§ **DO THIS**:
Pick out every line in the records below that contains the string "trunk" and copy each of those lines.

§ **DATA TO USE**:
* * * * * * *
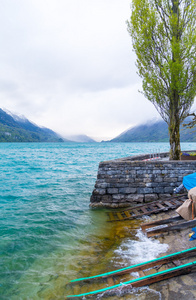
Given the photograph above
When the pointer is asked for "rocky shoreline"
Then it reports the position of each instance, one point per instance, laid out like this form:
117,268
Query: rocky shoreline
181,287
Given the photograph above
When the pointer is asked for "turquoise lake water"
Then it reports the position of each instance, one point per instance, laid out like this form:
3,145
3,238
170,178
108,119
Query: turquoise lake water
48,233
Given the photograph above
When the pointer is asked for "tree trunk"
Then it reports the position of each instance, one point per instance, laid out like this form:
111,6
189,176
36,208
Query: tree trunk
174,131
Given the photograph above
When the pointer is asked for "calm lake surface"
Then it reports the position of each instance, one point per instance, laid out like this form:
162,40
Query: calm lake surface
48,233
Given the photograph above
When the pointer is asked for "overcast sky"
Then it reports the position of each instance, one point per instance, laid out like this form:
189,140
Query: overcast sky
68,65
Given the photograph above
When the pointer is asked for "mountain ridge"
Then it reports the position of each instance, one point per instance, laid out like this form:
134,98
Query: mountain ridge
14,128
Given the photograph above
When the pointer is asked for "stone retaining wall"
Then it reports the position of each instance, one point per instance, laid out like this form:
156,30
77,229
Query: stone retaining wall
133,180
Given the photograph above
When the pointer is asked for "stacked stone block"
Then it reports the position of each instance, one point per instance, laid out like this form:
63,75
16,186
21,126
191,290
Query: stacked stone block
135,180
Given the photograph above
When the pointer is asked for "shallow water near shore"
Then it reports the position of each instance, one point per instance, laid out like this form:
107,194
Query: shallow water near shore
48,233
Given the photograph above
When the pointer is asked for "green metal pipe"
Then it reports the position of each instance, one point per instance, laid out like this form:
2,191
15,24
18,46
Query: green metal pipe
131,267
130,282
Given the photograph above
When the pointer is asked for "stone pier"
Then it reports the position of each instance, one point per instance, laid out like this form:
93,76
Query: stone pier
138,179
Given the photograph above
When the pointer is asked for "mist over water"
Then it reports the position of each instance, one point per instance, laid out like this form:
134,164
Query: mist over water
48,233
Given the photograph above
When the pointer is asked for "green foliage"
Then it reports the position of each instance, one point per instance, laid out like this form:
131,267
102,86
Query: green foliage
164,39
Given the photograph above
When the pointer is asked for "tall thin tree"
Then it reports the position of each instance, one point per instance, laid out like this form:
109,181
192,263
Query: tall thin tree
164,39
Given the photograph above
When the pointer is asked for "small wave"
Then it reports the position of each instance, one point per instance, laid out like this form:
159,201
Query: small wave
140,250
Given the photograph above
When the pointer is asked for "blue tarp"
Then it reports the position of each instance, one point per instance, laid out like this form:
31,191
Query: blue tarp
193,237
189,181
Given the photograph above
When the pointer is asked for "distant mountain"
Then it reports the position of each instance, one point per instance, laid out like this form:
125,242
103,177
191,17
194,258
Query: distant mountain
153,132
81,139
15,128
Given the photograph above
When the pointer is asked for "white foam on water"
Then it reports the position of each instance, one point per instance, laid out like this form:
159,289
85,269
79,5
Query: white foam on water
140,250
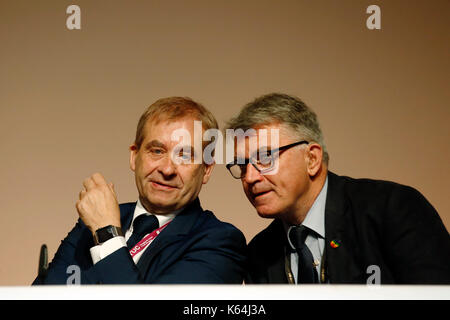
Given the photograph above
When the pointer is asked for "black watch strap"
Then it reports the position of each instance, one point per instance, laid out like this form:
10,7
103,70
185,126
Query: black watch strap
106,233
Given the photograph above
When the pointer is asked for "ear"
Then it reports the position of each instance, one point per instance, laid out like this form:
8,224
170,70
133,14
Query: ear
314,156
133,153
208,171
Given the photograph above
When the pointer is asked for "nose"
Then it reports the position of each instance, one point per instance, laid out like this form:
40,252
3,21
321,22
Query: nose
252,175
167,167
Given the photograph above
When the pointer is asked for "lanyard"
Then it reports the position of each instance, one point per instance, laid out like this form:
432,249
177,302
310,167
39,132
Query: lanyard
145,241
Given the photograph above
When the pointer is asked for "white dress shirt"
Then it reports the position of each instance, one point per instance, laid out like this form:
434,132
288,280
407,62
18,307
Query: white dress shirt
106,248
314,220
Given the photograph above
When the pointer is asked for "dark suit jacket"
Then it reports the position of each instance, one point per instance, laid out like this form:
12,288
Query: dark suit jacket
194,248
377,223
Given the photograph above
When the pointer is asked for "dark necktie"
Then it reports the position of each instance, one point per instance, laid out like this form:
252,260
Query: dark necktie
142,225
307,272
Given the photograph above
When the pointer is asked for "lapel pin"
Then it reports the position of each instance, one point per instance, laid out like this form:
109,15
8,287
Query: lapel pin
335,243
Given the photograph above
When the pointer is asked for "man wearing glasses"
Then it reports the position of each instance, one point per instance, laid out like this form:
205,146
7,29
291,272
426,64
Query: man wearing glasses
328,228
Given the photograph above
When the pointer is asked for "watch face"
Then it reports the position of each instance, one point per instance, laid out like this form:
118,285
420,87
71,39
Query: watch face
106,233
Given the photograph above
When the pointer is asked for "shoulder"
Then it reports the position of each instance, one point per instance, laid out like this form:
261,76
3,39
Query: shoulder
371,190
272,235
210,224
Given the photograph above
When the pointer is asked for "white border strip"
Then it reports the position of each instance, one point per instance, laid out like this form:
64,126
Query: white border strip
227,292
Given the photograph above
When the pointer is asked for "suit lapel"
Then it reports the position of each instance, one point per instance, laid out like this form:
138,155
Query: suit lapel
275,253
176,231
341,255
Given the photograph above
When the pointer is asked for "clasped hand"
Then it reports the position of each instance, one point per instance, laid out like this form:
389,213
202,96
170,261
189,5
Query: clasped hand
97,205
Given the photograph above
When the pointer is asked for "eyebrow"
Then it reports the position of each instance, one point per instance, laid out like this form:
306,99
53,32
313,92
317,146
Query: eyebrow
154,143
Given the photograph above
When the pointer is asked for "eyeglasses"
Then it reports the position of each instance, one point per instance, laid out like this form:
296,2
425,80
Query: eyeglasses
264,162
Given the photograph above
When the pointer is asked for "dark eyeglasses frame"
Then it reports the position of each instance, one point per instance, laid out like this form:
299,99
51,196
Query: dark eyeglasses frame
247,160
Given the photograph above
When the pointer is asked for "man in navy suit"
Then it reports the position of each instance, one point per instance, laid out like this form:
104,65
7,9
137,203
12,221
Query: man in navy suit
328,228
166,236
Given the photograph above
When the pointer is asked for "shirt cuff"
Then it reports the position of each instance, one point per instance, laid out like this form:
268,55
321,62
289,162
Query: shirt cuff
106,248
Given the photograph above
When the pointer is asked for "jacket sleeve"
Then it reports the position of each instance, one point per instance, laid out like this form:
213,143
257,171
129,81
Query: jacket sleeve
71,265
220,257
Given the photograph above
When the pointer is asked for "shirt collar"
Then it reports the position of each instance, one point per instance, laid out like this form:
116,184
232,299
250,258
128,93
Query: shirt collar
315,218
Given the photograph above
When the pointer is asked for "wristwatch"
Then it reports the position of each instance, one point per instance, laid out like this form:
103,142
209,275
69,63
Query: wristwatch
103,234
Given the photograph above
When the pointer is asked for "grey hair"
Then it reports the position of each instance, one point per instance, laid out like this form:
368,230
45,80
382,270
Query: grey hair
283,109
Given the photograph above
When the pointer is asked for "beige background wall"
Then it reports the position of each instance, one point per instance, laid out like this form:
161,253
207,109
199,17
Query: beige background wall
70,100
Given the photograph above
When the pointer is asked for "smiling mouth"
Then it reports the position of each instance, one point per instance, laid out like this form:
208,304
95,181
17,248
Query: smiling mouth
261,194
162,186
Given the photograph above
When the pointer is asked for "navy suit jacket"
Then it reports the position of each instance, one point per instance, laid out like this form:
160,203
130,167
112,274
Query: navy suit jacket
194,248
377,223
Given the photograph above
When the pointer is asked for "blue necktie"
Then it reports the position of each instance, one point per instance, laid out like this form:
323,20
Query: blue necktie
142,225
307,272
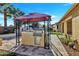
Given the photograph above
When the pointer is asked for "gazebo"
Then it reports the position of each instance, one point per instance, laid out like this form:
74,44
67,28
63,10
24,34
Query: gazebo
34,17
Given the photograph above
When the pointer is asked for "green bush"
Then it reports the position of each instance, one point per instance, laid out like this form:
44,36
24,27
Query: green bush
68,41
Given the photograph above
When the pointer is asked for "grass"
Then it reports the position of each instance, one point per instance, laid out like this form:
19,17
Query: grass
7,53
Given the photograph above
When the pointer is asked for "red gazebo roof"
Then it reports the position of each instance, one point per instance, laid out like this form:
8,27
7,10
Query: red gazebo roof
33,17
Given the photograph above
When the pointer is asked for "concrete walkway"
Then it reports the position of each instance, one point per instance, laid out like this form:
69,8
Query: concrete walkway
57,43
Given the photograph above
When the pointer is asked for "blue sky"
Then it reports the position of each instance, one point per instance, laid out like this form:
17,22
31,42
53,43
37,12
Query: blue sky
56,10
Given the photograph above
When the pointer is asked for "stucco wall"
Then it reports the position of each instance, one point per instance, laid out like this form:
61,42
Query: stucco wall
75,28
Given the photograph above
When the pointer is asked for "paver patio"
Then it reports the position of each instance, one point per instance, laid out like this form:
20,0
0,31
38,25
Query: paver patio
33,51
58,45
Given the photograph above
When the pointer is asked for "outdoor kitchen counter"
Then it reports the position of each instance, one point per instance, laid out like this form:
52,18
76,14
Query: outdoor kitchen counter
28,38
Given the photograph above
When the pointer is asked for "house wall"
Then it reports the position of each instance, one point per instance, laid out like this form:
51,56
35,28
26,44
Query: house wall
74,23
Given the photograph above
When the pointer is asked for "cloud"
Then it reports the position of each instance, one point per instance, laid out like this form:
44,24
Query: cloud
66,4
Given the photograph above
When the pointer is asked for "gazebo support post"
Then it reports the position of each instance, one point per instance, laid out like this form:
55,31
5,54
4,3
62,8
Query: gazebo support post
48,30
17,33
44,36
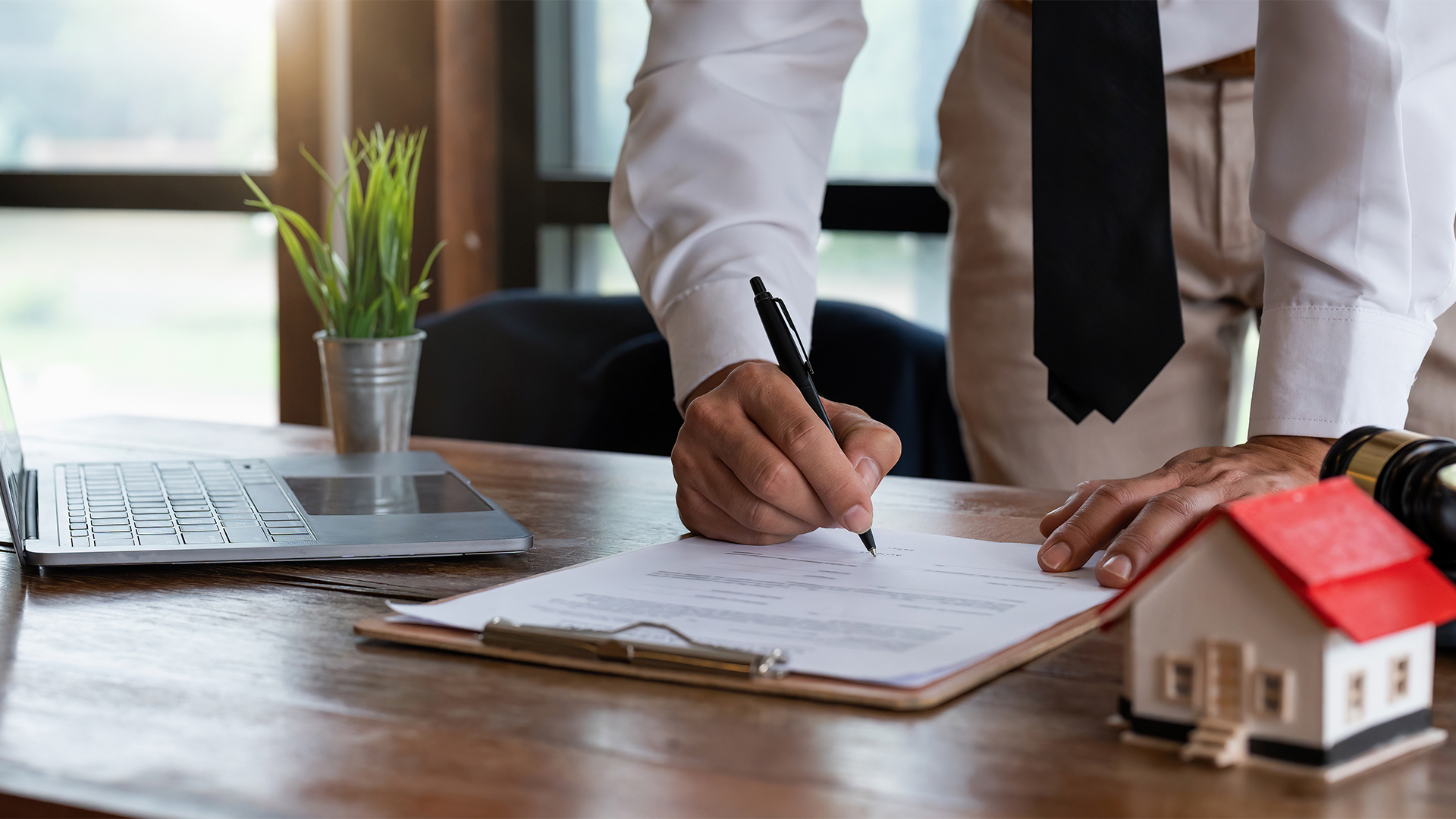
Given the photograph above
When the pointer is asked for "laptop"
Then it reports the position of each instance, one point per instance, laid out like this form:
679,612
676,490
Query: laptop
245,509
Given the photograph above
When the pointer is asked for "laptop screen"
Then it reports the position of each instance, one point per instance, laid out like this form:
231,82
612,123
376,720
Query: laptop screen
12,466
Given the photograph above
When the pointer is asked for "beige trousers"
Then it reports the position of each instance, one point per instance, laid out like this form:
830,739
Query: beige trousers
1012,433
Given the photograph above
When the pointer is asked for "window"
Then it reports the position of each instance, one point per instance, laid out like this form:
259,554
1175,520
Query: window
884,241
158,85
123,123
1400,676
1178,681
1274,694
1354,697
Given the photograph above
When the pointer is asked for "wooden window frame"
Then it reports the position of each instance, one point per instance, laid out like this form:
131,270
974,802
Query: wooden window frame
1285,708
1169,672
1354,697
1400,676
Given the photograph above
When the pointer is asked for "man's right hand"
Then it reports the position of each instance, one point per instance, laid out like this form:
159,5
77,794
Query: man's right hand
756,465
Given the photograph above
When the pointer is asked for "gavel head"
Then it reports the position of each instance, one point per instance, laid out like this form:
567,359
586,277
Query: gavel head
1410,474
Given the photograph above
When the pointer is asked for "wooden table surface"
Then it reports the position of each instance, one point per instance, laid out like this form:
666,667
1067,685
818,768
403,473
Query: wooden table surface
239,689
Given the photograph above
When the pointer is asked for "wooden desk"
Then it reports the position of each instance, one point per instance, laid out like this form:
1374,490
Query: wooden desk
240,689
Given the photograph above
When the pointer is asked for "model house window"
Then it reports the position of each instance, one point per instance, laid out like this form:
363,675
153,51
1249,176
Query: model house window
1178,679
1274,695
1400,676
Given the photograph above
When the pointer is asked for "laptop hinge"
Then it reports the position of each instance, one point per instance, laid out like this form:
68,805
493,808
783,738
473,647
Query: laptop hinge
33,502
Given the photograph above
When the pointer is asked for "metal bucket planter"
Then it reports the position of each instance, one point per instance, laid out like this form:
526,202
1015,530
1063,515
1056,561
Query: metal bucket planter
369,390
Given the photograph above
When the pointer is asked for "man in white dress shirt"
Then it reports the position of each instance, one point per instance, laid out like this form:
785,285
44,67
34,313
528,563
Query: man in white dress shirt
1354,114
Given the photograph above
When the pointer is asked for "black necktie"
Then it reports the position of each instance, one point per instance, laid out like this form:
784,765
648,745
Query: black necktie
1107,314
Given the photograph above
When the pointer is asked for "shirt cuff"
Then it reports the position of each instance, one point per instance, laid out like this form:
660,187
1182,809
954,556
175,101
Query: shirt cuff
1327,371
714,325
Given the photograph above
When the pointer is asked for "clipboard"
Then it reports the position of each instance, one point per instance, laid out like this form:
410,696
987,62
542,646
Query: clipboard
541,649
* * * * * * *
§ **EXERCISE ANSWER**:
When the pointer is asked for "tree trunk"
Query: tree trunk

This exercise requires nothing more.